start Data provided

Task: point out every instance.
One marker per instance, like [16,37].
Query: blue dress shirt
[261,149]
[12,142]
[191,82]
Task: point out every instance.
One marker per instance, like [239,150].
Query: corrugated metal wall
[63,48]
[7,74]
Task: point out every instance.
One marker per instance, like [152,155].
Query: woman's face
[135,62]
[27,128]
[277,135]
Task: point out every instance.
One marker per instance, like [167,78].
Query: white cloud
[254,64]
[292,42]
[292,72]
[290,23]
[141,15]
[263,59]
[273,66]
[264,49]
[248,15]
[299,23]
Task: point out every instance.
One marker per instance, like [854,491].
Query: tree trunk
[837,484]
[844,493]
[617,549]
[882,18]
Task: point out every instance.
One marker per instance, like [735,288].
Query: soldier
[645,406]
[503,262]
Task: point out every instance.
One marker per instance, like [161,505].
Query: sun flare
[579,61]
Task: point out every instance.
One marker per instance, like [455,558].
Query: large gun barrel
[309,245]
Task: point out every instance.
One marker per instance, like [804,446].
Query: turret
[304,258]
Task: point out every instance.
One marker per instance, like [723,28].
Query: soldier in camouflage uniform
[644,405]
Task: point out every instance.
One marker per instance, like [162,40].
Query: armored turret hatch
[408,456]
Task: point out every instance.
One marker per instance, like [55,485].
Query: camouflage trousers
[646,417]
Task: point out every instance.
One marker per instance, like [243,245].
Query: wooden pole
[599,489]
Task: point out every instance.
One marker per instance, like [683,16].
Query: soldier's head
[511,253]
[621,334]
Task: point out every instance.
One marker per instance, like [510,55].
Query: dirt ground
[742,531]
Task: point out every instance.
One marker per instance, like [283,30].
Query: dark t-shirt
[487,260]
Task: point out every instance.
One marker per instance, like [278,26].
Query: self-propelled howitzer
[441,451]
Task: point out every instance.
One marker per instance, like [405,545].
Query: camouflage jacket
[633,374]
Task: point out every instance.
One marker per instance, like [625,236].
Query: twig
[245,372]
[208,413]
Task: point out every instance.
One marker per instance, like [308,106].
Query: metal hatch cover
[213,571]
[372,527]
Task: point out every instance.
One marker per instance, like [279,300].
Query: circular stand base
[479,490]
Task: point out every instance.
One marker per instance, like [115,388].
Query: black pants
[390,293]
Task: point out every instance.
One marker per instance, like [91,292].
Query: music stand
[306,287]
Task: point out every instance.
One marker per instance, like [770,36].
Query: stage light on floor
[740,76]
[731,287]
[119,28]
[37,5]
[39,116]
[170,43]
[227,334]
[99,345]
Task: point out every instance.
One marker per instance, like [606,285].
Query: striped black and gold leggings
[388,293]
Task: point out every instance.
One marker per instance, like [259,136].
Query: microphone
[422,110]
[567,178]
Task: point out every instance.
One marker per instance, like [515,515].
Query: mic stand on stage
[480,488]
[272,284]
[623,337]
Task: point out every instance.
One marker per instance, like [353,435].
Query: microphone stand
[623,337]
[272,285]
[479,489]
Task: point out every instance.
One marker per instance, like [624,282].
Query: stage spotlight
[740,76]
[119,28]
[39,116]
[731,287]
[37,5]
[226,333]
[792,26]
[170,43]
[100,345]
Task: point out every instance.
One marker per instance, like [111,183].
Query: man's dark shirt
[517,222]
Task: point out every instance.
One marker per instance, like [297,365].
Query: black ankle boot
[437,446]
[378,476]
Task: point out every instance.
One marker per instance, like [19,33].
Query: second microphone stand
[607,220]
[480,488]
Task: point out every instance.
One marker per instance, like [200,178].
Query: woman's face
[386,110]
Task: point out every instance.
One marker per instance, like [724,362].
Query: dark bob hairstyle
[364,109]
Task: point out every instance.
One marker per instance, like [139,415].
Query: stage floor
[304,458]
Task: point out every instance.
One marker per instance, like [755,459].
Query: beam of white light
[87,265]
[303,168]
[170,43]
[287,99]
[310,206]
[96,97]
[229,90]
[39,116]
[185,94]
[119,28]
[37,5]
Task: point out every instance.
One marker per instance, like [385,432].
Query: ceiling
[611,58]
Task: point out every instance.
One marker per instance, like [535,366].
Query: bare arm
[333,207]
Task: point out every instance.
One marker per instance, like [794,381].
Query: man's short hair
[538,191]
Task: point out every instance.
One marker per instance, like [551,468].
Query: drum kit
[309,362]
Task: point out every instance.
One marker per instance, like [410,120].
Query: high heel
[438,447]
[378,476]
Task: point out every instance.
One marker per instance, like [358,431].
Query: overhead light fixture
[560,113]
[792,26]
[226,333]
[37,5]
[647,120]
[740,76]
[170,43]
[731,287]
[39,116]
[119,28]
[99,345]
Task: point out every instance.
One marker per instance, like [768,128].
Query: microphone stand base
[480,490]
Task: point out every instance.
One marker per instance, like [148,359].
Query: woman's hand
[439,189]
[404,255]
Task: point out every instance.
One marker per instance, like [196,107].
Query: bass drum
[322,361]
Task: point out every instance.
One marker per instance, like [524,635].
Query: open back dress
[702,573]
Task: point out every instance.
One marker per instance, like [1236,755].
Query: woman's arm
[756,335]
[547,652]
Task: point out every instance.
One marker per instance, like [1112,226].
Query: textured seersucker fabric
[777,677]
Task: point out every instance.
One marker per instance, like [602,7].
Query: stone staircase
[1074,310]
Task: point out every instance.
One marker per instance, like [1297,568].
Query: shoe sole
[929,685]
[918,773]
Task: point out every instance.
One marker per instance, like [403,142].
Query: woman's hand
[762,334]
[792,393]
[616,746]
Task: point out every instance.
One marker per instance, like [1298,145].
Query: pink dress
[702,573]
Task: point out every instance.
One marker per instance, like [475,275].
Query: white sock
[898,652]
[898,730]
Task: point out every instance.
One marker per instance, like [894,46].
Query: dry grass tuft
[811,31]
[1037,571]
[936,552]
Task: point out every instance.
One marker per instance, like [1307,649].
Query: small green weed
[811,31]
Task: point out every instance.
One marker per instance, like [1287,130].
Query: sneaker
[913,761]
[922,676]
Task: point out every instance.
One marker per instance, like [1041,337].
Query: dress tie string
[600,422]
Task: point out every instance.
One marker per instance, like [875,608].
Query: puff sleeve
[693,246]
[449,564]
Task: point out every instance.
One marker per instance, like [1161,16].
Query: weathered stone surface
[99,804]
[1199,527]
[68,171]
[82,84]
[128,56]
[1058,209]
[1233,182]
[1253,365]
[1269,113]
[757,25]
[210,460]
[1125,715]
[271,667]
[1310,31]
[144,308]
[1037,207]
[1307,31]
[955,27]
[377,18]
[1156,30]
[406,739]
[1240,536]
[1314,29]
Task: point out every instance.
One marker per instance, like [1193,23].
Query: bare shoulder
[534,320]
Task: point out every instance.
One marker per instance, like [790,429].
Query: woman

end Data provided

- Prompt
Repeat every line of the data, exactly and in full.

- Correct response
Task: point out every instance.
One marker per instance, like [16,37].
Query: blue dress shirt
[261,149]
[12,142]
[191,82]
Task: point out every instance.
One marker per instance, like [239,150].
Query: corrugated metal wall
[63,48]
[7,74]
Task: point out every instance.
One marker per instance, like [152,155].
Query: woman's face
[135,62]
[27,128]
[277,135]
Task: point out every instance.
One marker per instance, like [167,78].
Query: white cloud
[254,64]
[292,42]
[292,72]
[290,23]
[141,15]
[263,59]
[273,66]
[264,49]
[248,15]
[299,23]
Task: point out every instance.
One marker per instance, like [854,491].
Query: tree trunk
[837,484]
[844,493]
[617,549]
[882,18]
Task: point out every instance.
One marker per instance, like [735,288].
Query: soldier
[645,406]
[503,262]
Task: point out every instance.
One marker per instance, like [161,505].
Query: sun flare
[579,61]
Task: point out every instance.
One marker per instance, like [455,558].
Query: large gun barrel
[309,245]
Task: point out every instance.
One marker per instance, like [804,446].
Query: turret
[304,258]
Task: point out every instance.
One marker per instance, like [723,28].
Query: soldier in camouflage uniform
[644,405]
Task: point out every instance.
One marker per instance, like [162,40].
Query: armored turret hatch
[408,456]
Task: point out every instance.
One marker per instance, like [55,485].
Query: camouflage trousers
[646,417]
Task: point out every instance.
One marker per instance, like [243,245].
Query: wooden pole
[599,489]
Task: point out every instance.
One marker per instance, like [683,16].
Query: soldier's head
[511,253]
[621,334]
Task: point out every instance.
One marker per instance, like [510,55].
Query: dirt ground
[742,531]
Task: point out every instance.
One marker per instance, like [283,30].
Query: dark t-shirt
[487,260]
Task: point out every instance.
One marker per instance, like [278,26].
Query: self-propelled howitzer
[441,451]
Task: point out every instance.
One marker per instance, like [405,545].
Query: camouflage jacket
[633,374]
Task: point out every instance.
One marker per instance, like [625,236].
Query: twig
[245,372]
[208,413]
Task: point out every instance.
One marker per instance, like [308,106].
Query: metal hatch cover
[213,571]
[372,527]
Task: point out every instance.
One marker per instance, like [279,300].
Query: circular stand base
[479,490]
Task: point out every instance.
One marker per instance, like [115,388].
Query: black pants
[390,293]
Task: point out every instance.
One marker per instance, like [91,292].
Query: music stand
[306,287]
Task: point out every instance.
One marker per instance, like [770,36].
Query: stage light on floor
[740,76]
[731,287]
[119,28]
[37,5]
[39,116]
[170,43]
[227,334]
[99,345]
Task: point out every instance.
One marker per instance, like [606,285].
Query: striped black and gold leggings
[388,293]
Task: point out every instance.
One marker per instance, like [259,136].
Query: microphone
[422,110]
[567,178]
Task: point out every instance.
One marker per instance, like [515,515].
Query: mic stand on stage
[480,488]
[272,284]
[623,337]
Task: point out every instance.
One marker per instance, like [353,435].
Query: microphone stand
[623,337]
[272,285]
[479,489]
Task: point out every instance.
One marker per instance, like [624,282].
Query: stage spotlight
[740,76]
[119,28]
[39,116]
[731,287]
[37,5]
[226,333]
[792,26]
[170,43]
[100,345]
Task: point out every instance.
One marker per instance, like [111,183].
Query: man's dark shirt
[517,222]
Task: point out every instance.
One marker per instance, like [297,365].
Query: black ankle boot
[437,446]
[378,476]
Task: point out every instance.
One marker per instance, like [19,33].
Query: second microphone stand
[607,220]
[480,488]
Task: point out every instance.
One marker per instance, like [200,178].
Query: woman's face
[386,110]
Task: point out every instance.
One marker per instance, like [724,362].
Query: dark bob hairstyle
[364,109]
Task: point out every instance.
One marker per instance, like [139,415].
Query: stage floor
[304,458]
Task: point out every instance.
One marker per instance, like [755,459].
Query: beam of white light
[87,265]
[303,168]
[170,43]
[287,99]
[310,206]
[96,97]
[229,90]
[39,116]
[185,94]
[119,28]
[37,5]
Task: point out every instance.
One marker per instance, like [385,432].
Query: ceiling
[611,58]
Task: point out every instance.
One marker per instance, like [535,366].
Query: bare arm
[333,207]
Task: point out every instance.
One marker per instance, like [794,381].
Query: man's short hair
[538,191]
Task: point out every instance.
One marker per instance, like [551,468].
Query: drum kit
[309,362]
Task: point out every instance.
One marker per instance, like [410,120].
Query: high heel
[438,447]
[378,476]
Task: point out every instance.
One marker per instance, like [358,431].
Query: overhead light fixture
[560,113]
[792,26]
[226,333]
[37,5]
[647,120]
[740,76]
[170,43]
[731,287]
[39,116]
[119,28]
[99,345]
Task: point out every instance.
One marker per instance, like [768,128].
Query: microphone stand base
[480,490]
Task: point out every instance.
One marker per instance, like [148,359].
Query: woman's hand
[439,189]
[404,255]
Task: point out every instance.
One marker per instance, like [196,107].
Query: bass drum
[322,361]
Task: point out every instance.
One marker per instance, like [524,635].
Query: open back dress
[702,573]
Task: point out every instance.
One marker per instance, like [1236,755].
Query: woman's arm
[756,335]
[547,652]
Task: point out every instance.
One marker per instance, like [1112,226].
Query: textured seersucker fabric
[777,677]
Task: point out every instance.
One marker per instance, like [602,7].
Query: stone staircase
[1074,310]
Task: point out every instance.
One marker per instance, like [1297,568].
Query: shoe sole
[929,685]
[918,773]
Task: point out every instance.
One marker per instance, like [403,142].
Query: woman's hand
[762,334]
[792,393]
[616,746]
Task: point out every instance.
One marker per instance, like [1298,145].
Query: pink dress
[702,573]
Task: point out every instance.
One marker per instance, like [475,275].
Query: white sock
[898,652]
[898,730]
Task: point out every instance.
One marker per instance, like [894,46].
Query: dry grass tuft
[811,31]
[1037,571]
[936,552]
Task: point out every instance.
One marker per instance, like [1307,649].
Query: small green weed
[811,31]
Task: point out every instance.
One marker per instance, like [1287,130].
Query: sneaker
[913,761]
[922,676]
Task: point out every instance.
One marker per instance, like [1041,337].
Query: dress tie string
[600,422]
Task: point out every instance.
One marker per instance, like [875,608].
Query: puff sleeve
[693,246]
[449,564]
Task: point out every instance.
One marker per instance, like [1161,16].
Query: weathered stone surface
[99,804]
[1199,527]
[68,171]
[82,84]
[128,56]
[1058,209]
[1233,182]
[1253,365]
[1269,113]
[757,25]
[210,460]
[1125,715]
[271,667]
[1310,31]
[144,308]
[1037,207]
[1307,31]
[955,27]
[377,18]
[1156,30]
[406,739]
[1240,536]
[1314,29]
Task: point out every instance.
One marker per instance, like [1193,23].
Query: bare shoulder
[534,320]
Task: point out every instance.
One marker per instance, like [790,429].
Query: woman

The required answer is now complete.